[Task set]
1. Decide whether each statement below agrees with the Overcomer review. For each one, answer yes or no and quote the words of the review that decide it.
(a) John Harrison teaches history as well as coaching basketball.
(b) Olivia Brooks is Harrison's wife.
(c) Harrison's team breaks up because of job losses and financial issues.
2. Extend the Overcomer review, beginning after its last sentence.

[Text excerpt]
BEGIN

If that’s stripped away… who are you?-- Thomas Hill
The latest Kendrick Brothers movie tackles our identity in Christ, but in the process, it provides a microcosm of post-recession America. In small town America, basketball coach and history teacher John Harrison (co-writer Alex Hendrick) finds himself struggling with his purpose as his team breaks up due to job losses and financial issues. As his school principal Olivia Brooks (Priscilla Shirer) encourages him, and his wife Amy (Shari Rigby) prays for him, Harrison finds himself doing something that seems impossible: coaching cleptomaniac asthmatic Hannah Scott (Aryn Wright-Thompson) toward cross-country glory.
Overcomer is the most complicated Kendrick Brothers film, layered and powerful. The Kendricks have always had a sense of humor, but Kendrick’s performance is his best to-date. As husband, father, coach, and teacher, he portrays a depth that allows the audience to resonate with him and his struggle, regardless of which aspect matches up with them. The Harrison story is so relevant, so current, so American right now that it simply can’t be ignored, whether you’re a person of faith or not.

END

Natural language region descriptions:
BEGIN

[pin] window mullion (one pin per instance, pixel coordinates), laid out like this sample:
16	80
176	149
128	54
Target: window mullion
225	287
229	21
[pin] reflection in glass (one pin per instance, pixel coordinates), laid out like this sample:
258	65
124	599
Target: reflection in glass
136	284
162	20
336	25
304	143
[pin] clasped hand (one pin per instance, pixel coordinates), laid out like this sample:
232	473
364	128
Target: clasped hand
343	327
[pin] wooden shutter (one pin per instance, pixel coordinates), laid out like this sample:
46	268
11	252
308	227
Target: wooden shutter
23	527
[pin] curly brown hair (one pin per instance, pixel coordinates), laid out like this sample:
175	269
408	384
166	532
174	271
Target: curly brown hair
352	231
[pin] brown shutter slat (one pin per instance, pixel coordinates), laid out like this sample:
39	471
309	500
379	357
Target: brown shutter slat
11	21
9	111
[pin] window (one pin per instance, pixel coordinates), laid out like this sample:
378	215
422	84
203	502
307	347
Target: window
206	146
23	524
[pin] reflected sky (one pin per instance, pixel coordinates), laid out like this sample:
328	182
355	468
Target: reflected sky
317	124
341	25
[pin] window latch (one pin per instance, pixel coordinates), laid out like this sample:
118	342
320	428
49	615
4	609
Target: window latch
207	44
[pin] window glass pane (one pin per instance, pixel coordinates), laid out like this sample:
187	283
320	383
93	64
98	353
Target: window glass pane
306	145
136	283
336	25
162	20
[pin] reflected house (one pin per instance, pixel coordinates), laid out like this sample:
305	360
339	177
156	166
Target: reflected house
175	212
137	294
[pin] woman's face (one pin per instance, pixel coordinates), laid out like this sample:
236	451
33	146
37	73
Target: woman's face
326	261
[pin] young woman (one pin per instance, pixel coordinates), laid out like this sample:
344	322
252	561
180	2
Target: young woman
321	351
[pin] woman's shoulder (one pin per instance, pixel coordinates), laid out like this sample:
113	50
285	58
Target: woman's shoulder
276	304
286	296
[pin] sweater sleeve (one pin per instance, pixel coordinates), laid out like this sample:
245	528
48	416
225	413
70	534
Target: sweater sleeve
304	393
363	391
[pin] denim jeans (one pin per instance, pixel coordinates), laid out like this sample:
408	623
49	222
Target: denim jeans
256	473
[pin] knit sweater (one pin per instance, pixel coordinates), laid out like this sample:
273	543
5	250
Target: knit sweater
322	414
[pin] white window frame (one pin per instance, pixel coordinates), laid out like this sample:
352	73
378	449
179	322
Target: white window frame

END

[Outputs for the tasks]
1.
(a) Yes: "basketball coach and history teacher John Harrison"
(b) No: "his school principal Olivia Brooks" and "his wife Amy"
(c) Yes: "his team breaks up due to job losses and financial issues"

2.
The last time you were here, you said you’d pray for me. Did you? -- Hill
While Kendrick’s Harrison navigates the role of husband, he’s also trying to be a good dad for his basketball scholarship-dreaming son and his assistant coach-son. He’s trying to figure out how to coach Hannah, whose life is so broken off the cross country course that it seems like it would be impossible to fix. And then he’s also suddenly the friend, confidant, and mentee of a blind hospital patient named Thomas Hill (Cameron Arnett), who is in the hospital after nearly a month of complications due to diabetes.
What becomes clear to us pretty clearly is that Harrison’s spiritual blindness and Hill’s physical blindness have parallels that mutually let them help each other. The parsing out of the spiritual story alongside the sports narrative allows the audience to digest the entertainment aspects as well as the purpose of the film (identified by the Kendricks as our identity in Christ). But this is not a film that treats us like we can’t figure things out -- it’s pace moves along pushing forward, as we consider the likely outcomes of each scenario.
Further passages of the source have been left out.